18 sierpnia, czwartek

zatę Żono ma

pobudka o 4:50 z mlekiem, tzn. nie było jednak spania po pewnym przewalaniu, porozmawialiśmy sobie, potem Mama wstała
pojechałem aż na wro, bo widać, że tram stoją w korku, zdążyłem
w tyrce wpierdol nie było, ale czasu też nie
tyle tego, że się objadłem sporo, obiad dwudaniowy
***
dzisiaj mnie ręce bolą od tej masakry drzewek i chwastów, którą zrobiłem na ścieżce coraz mniej przejściowej
***
wróciłem na wro, surówkę i Rio
dziecko miało pobór krwi, a poza tym dobrze ma u dziadków
potem do domu na wieczorne, zmęczony już byłem
a nie, jeszcze zakupy w biedrze, dziecko nie chciało oddać jeżdżącego koszyka
zasypianie jeden odcinek Staccato (są coraz groźniejsze), Cassavetes reży, a Mama w tym czasie machnęła pyszny gulasz
dwa prysznice, dużo golenia, 10 min zabawowego filmu z Frederickiem Staffordem i do snu sporo przed 23
Agent 505 - Todesfalle Beirut (1966)


19 sierpnia, piątek

zatę Żono ma

instytucja repasaży to zawsze zagadkowa sprawa
kupiłbym se coś, ale nic nie ma
skleiłem 3 fragmenty Lo-Files — te są do wyrzucenia, odkryłem jak ustawię perkę
***
dzisiaj transfer przez wro i tram = puchy
dziecko było zaśnięte, ale noc była niezła, 3 pobudki, mleko o 5:15, w nocy wymyśliłem sobie na czym polegał poniedziałek, na stole
temp. 14
***
dobre to, że jestem strasznie na bieżąco w dusty i sly, nic mnie nie omija
i nic nie muszę kupić, uff
***
dzisiejsze ANOST też odsłuchane z nawiązką
***
muzę do
Agent 505 - Todesfalle Beirut (1966)

ZAPISANE DANE:

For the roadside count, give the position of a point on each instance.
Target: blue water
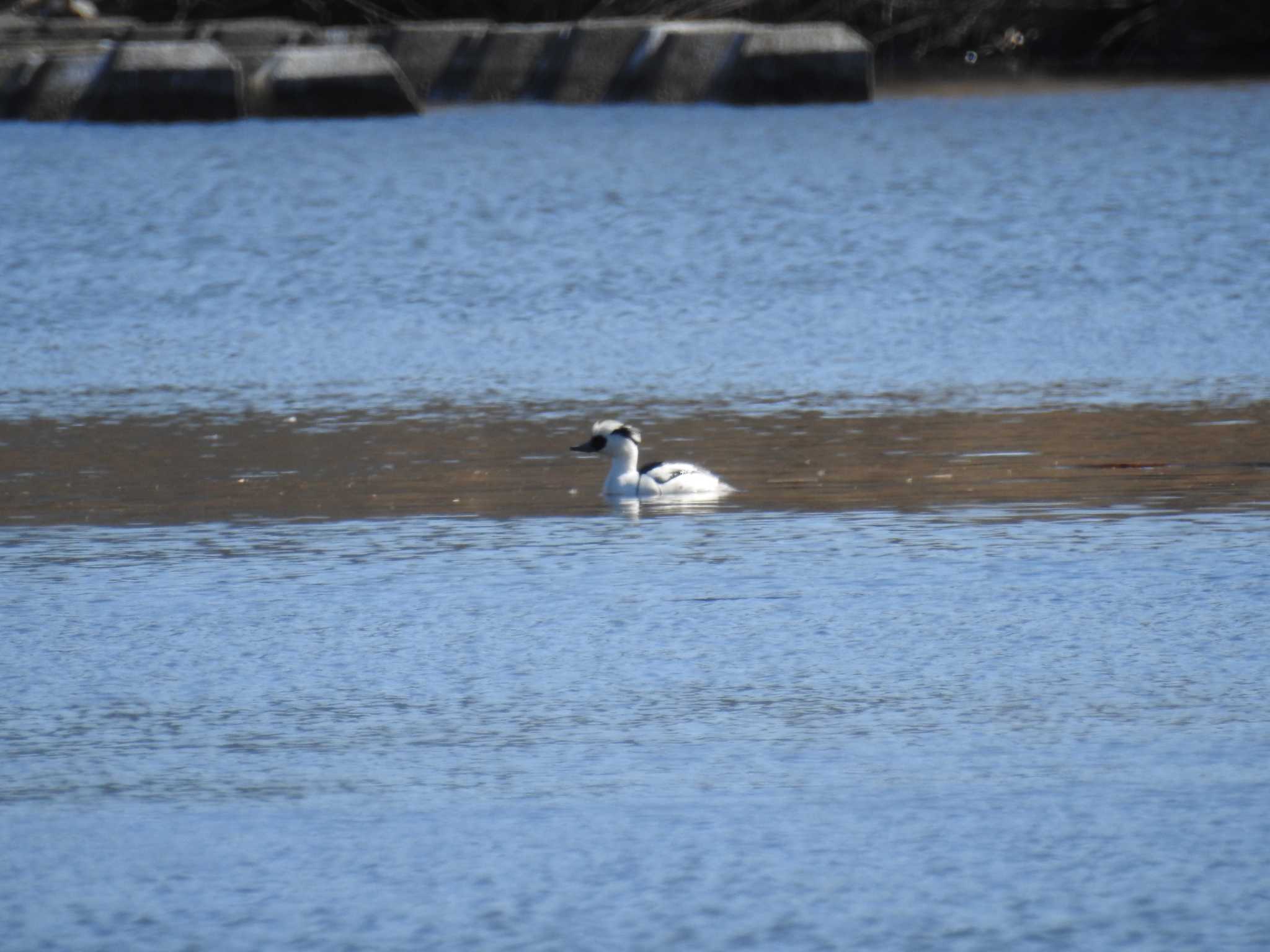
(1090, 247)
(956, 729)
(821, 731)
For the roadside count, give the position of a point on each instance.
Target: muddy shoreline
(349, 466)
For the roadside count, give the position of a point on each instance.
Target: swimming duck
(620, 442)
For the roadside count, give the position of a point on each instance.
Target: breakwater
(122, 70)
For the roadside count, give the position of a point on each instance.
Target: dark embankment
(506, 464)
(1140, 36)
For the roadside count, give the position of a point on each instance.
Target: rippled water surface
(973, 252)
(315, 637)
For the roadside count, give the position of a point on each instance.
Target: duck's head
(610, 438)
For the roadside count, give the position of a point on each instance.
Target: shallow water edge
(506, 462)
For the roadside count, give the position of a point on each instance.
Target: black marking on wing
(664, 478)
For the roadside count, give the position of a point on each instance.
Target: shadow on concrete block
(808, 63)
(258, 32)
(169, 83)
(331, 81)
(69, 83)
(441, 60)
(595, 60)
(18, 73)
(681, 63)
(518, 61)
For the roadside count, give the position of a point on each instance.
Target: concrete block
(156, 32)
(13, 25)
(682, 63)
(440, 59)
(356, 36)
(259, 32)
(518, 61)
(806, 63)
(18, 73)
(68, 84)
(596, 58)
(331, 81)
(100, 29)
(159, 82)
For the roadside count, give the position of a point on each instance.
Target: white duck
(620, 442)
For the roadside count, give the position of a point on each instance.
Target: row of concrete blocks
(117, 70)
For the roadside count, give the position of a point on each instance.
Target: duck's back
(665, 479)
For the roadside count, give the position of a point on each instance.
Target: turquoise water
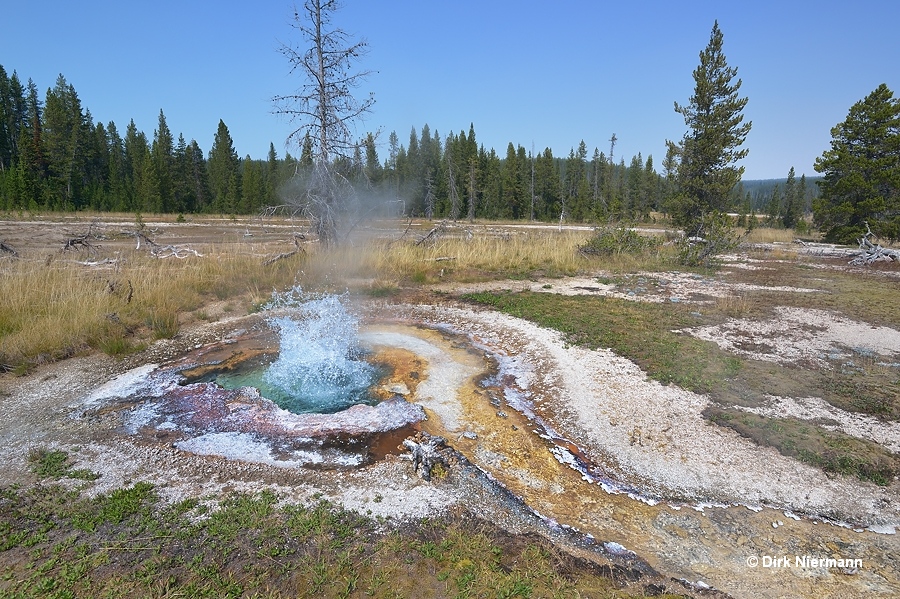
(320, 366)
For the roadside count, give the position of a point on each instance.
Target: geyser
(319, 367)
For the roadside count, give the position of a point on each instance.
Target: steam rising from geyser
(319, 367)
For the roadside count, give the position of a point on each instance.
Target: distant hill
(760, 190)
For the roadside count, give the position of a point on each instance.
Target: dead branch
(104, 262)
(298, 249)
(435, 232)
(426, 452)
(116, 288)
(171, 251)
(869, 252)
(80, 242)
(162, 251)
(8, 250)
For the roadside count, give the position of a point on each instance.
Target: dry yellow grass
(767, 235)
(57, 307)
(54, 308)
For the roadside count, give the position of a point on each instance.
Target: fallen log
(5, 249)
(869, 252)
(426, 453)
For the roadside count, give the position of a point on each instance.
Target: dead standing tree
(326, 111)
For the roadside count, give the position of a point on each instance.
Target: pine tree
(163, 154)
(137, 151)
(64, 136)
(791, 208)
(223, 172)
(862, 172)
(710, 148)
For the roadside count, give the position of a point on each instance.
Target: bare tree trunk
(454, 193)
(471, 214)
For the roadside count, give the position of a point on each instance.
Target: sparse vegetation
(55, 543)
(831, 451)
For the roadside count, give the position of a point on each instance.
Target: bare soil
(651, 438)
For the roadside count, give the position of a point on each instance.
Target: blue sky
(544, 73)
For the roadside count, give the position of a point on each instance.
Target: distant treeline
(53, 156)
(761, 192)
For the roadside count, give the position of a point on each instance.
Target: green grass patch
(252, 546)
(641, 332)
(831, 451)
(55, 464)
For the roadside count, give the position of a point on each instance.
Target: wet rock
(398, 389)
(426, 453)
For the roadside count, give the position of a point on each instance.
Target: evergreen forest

ZADANIE PISEMNE:
Co według wycinka tekstu Mama przygotowała 18 sierpnia, gdy przy zasypianiu leciał odcinek Staccato?

WYNIK ZADANIA:
Pyszny gulasz.